* [Consigne A]
Répondez aux questions suivantes d'après le texte sur l'automne :
(i) Quelle température fait-il encore au petit matin ?
(ii) Quels vêtements ressort-on, et lesquels pas encore ?
(iii) Quelle teinte prennent les feuilles des cerisiers avant de tomber ?
* [Consigne B] Relevez toutes les couleurs nommées dans le texte sur l'automne.
* [Consigne C] Reprenez le texte sur l'automne à la suite de sa dernière phrase et poursuivez-le.

* [Extrait choisi]

----------

Je n’ai plus le même goût pour partager, parce que l’on me renvoie ma solitude à la figure… Automne.
Automne. Les jours alternent, gris comme aujourd’hui, ou ensoleillés comme cette semaine ou comme demain. La douceur de l’après-midi laisse place à la fraîcheur dans la soirée. C’est tout relatif quand je me souviens de la fraîcheur à Paris en octobre, ici, c’est encore 17 ou 18 degrés au petit matin, mais ce passage sous les vingt degrés, c’est aussi l’air qui commence à se faire plus sec, la marque de l’hiver qui arrive. On ressort les vestes, pas encore les pulls. C’est une saison agréable bien qu’y pointe une certaine mélancolie. Les cigales, les grillons et tous ces insectes qui l’été chantaient se sont tus chaque fois un peu plus après de lourdes averses, les libellules ont disparu, les feuilles des cerisiers virent au rouge-orangé avant de tomber et de s’amasser, leurs troncs il y a encore peu couverts de mousses au vert lumineux va bientôt céder la place à ce marron-grisé de l’hiver. Les mousses, elles, vont s’éteindre et prendre cette couleur désespérément jaune. Automne.

----------

* [Données fournies]
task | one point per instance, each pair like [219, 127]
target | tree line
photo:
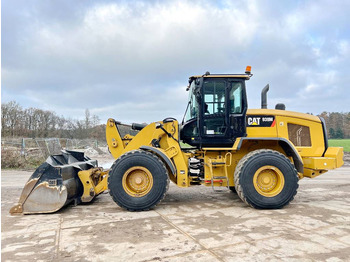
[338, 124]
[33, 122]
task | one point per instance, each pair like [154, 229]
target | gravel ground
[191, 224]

----------

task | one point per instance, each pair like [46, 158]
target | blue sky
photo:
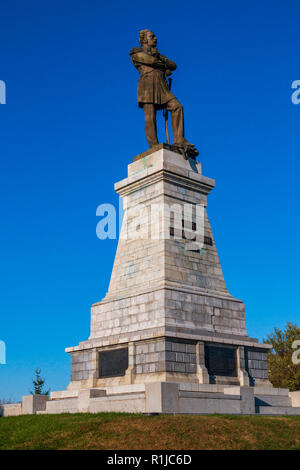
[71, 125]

----------

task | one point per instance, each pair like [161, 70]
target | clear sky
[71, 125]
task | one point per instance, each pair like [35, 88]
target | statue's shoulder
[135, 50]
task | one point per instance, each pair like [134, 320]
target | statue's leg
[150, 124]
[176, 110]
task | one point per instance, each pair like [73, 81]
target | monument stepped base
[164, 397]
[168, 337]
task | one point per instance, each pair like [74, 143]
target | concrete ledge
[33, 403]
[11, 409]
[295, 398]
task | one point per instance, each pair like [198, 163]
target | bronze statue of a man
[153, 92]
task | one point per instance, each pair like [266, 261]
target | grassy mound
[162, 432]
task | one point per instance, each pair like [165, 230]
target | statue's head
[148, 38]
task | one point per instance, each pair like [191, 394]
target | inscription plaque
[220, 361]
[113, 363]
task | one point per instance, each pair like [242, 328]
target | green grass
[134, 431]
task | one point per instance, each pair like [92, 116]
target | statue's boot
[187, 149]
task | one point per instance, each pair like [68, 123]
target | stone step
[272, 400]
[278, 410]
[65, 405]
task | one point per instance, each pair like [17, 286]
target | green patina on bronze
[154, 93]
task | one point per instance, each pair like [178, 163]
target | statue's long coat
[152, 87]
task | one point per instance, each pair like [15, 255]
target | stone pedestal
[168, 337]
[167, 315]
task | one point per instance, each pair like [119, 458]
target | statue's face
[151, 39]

----------

* [Réponse A]
(i) 17 ou 18 degrés.
(ii) On ressort les vestes, pas encore les pulls.
(iii) Le rouge-orangé.

* [Réponse B] gris, rouge-orangé, vert lumineux, marron-grisé, jaune

* [Réponse C]
Automne. Dans les supermarchés et chez les marchants de fruits et légumes (peut-on ici appeler primeurs ces magasins qui la plupart du temps proposent un choix et une qualité somme toute très limités…), les couleurs elles aussi changent, tournent au marron et à l’orange. Kakis, clémentines, potirons, champignons shiitake, champignons matsutake, champigons shimeji, champignons eringii envahissent les étals que les marchants décorent de feuilles d’érables rougies en plastique. Au rayon des alcools, ce sont les canettes de bières qui se parent des dessins de feuillages d’automne. Parfois, ici et là surgit un drapeau français au dessus d’un poster. Beaujolais nouveau. La piquette est devenue ici une sorte de rendez-vous obligatoire. Incroyable comment les japonais peuvent absorber ce qui vient de l’extérieur, vous verriez la tête de mes étudiants quand je leur dis que le Beaujolais n’est pas un bon vin et qu’à Paris il s’agit beaucoup plus d’une occasion de retrouver ses amis pour des soirées où vins, fromages, charcuteries, musique et danse jusqu’à plus d’heure ouvriront les festivités des fêtes de fin d’année en symbolisant une bonne fois pour toute la fin de l’été, du temps des terrasses et des promenades en bordures de Seine. Ici, le Beaujolais, c’est petit plat dans les grands, ballons et mine apprêtée de connaisseur… Il est vrai qu’à Paris, l’espèce de riz blanc un peu sec avec sa tranche de poisson un peu dure trempée dans de la sauce de soja à la table d’un restaurant décoré de bois et de papier, vulgairement appelée sushi, est une sorte de « sortie du dimanche » qui fait beaucoup rire à Tôkyô, « ils vendent des brochettes avec les sushis » (ça, ça les plie de rire, en général). Chacun son exotisme, « ボジョレーフェア » ici, « Fujirama » par là… Automne.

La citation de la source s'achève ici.